--- start ---

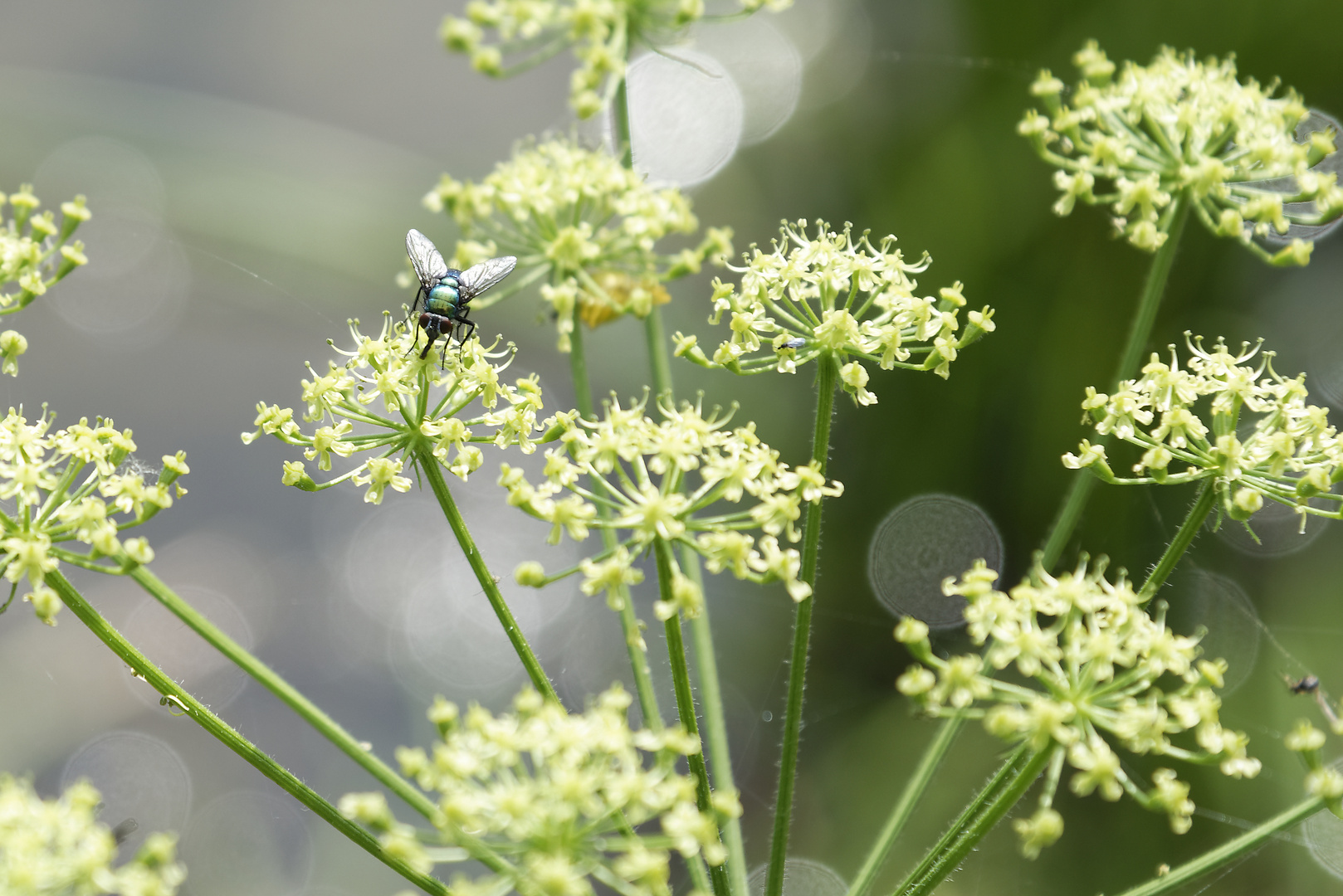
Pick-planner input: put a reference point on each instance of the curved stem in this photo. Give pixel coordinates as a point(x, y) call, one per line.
point(428, 464)
point(828, 377)
point(685, 698)
point(267, 677)
point(223, 733)
point(1139, 332)
point(904, 806)
point(1179, 544)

--- end ---

• CHALLENGE:
Output these records as a two-column CSV with the columns request and points, one row for each record, placing its text and its answer each in one quoted field with line breaks turned into spaces. Leave out the pictures.

• EXERCISE RESPONSE:
request,points
"Pick-planner input: put a reference point on each instance of the curved stem in this photo. Give pixel coordinates as a point(x, y) call, one per line.","point(428, 464) point(828, 377) point(685, 698) point(267, 677) point(223, 733) point(1139, 332) point(904, 806) point(1179, 544)"